TESTO DI RIFERIMENTO.
/---
«Dall’11 marzo a casa con i sintomi del Covid-19, solo il primo aprile mi hanno chiamata per fare il tampone, e ci sono andata da sola»

RSA di Mombretto di Mediglia, un’Ausiliaria socio-assistenziale che lavora nella struttura Residenza Borromea racconta il suo calvario: «Volevo bene ad ognuno di quei nonnini»

Mentre le vittime della RSA di Mombretto sono salite a 64, mentre i parenti dei superstiti inviano una diffida nei confronti di ATS Città Metropolitana affinché la stessa provveda a disporre subito la sanificazione delle aree in cui sono attualmente ospitati i pazienti asintomatici, continua il nostro lavoro per documentare i fatti. Quella che pubblichiamo oggi è una storia che da il segno dell’assoluta confusione che regna a Residenza Borromea, nonostante ormai la vicenda sia di dominio pubblico sulle cronache nazionali.

«Sono disperata – racconta con la voce rotta dalle lacrime l’ASA che il 2 aprile ha contattato la Redazione di 7giorni – tutti quei morti, persone alle quali eravamo affezionati. Non riesco a dormire». L’operatrice alle dipendenze della Cooperativa Sorridere, lavora da più di dieci anni alla casa di riposo di Mediglia. «La mia cooperativa e la direzione di Residenza Borromea – illustra la donna che vive in un comune limitrofo - fin dal 23 febbraio ci hanno fornito tutti i Dispositivi di Protezione individuale, mascherine, guanti, tutto quello che serviva. Non tutto il personale sanitario le usava però. I parenti sono venuti a trovare i loro cari fino al tre di marzo. Quando la situazione è andata fuori controllo. Le mie colleghe si ammalavano, i medici e gli infermieri anche. Poi mi hanno mandato a casa, hanno detto che la vicinanza stretta con le persone risultate positive al Covid-19, faceva presumere che anche io fossi infetta».
\---
CONSEGNA A.
Secondo l'articolo sulla RSA di Mombretto, fino a quale giorno i parenti sono venuti a trovare i loro cari?
CONSEGNA B.
Ricopia dall'articolo sulla RSA di Mombretto il passo compreso tra "RSA di Mombretto di" e "sulle cronache nazionali.", estremi inclusi.

MATERIALE FORNITO.
/---
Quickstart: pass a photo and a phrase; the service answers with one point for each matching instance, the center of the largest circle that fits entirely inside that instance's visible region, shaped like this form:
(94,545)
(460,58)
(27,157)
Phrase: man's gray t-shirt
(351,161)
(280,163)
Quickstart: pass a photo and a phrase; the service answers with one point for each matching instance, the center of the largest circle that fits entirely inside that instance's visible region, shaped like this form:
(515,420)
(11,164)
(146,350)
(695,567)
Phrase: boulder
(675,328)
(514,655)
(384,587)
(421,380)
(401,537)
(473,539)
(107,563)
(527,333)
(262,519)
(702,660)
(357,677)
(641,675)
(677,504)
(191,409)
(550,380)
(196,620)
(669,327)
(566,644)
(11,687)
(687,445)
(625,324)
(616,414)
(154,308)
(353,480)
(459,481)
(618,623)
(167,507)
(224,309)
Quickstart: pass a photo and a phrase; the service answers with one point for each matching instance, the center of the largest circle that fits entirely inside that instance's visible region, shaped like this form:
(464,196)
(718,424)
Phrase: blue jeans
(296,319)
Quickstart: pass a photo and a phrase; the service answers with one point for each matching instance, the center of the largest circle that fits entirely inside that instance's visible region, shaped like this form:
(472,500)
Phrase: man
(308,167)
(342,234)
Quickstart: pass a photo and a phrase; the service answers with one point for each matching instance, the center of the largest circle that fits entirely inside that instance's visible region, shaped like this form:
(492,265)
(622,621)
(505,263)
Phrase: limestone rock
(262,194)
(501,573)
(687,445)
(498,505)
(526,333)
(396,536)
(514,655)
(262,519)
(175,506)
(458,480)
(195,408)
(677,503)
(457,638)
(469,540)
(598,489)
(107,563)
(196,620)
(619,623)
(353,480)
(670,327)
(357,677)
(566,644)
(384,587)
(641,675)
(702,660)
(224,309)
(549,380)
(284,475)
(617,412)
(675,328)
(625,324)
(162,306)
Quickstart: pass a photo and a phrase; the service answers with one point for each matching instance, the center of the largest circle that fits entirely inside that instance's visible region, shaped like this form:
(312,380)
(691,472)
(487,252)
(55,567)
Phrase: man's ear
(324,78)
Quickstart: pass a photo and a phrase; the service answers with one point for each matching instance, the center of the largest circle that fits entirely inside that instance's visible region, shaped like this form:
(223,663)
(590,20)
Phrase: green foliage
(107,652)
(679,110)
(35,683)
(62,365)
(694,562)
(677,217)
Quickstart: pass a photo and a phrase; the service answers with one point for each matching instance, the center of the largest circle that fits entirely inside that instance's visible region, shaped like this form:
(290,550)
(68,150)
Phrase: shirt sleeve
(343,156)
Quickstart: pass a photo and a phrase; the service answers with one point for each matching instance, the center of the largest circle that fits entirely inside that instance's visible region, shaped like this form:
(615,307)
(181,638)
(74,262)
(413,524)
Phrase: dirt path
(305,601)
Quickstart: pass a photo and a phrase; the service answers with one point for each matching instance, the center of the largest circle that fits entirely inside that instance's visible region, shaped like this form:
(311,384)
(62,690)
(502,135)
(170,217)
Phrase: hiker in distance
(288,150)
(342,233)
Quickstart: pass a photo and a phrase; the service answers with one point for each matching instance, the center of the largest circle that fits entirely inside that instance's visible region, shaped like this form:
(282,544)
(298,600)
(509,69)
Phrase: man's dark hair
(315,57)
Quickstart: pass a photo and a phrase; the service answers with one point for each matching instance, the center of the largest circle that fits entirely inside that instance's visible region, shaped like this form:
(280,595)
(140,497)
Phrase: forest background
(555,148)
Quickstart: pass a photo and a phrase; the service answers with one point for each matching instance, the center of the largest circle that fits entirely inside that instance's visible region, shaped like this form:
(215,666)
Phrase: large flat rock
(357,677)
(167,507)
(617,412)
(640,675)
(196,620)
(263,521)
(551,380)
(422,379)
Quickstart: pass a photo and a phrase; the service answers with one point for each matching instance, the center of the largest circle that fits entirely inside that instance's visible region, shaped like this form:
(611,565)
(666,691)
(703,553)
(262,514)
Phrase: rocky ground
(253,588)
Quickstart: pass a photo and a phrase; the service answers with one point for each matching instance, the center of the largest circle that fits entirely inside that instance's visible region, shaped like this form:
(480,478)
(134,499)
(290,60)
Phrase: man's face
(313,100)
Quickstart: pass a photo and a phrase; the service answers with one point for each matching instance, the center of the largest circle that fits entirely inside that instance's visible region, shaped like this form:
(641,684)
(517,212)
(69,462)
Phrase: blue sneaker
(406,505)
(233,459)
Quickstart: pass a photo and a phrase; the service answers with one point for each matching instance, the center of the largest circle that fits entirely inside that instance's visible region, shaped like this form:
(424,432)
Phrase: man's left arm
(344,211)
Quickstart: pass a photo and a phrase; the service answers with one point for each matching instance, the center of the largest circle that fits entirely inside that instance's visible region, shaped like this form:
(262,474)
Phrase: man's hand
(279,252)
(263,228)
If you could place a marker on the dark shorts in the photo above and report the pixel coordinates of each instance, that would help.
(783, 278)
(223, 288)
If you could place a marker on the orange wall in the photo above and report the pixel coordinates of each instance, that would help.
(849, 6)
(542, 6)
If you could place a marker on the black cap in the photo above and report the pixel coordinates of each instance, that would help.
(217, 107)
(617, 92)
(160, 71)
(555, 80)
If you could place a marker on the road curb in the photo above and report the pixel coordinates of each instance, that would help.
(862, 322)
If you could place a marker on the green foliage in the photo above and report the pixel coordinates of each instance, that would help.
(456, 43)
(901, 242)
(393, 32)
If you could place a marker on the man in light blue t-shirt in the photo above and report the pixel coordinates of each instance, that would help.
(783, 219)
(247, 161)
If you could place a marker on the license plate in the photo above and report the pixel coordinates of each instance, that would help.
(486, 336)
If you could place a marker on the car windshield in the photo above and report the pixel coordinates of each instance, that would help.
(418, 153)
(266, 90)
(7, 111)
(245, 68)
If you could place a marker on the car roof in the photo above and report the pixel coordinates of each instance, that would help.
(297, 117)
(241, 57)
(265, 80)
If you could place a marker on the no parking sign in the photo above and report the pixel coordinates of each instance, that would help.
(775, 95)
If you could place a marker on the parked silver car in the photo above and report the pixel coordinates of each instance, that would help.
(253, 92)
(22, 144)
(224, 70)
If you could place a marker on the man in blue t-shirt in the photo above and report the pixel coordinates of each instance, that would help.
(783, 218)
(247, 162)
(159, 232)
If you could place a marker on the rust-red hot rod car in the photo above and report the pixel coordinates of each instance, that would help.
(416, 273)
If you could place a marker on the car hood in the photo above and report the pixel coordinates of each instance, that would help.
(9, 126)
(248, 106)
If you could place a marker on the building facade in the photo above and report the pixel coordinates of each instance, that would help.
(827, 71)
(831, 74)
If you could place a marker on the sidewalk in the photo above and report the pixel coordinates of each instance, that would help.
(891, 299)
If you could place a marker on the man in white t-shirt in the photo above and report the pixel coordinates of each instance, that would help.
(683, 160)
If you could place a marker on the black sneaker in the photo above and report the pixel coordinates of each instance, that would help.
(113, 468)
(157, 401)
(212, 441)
\---
RISPOSTA ATTESA A.
Fino al tre di marzo.

RISPOSTA ATTESA B.
RSA di Mombretto di Mediglia, un’Ausiliaria socio-assistenziale che lavora nella struttura Residenza Borromea racconta il suo calvario: «Volevo bene ad ognuno di quei nonnini»

Mentre le vittime della RSA di Mombretto sono salite a 64, mentre i parenti dei superstiti inviano una diffida nei confronti di ATS Città Metropolitana affinché la stessa provveda a disporre subito la sanificazione delle aree in cui sono attualmente ospitati i pazienti asintomatici, continua il nostro lavoro per documentare i fatti. Quella che pubblichiamo oggi è una storia che da il segno dell’assoluta confusione che regna a Residenza Borromea, nonostante ormai la vicenda sia di dominio pubblico sulle cronache nazionali.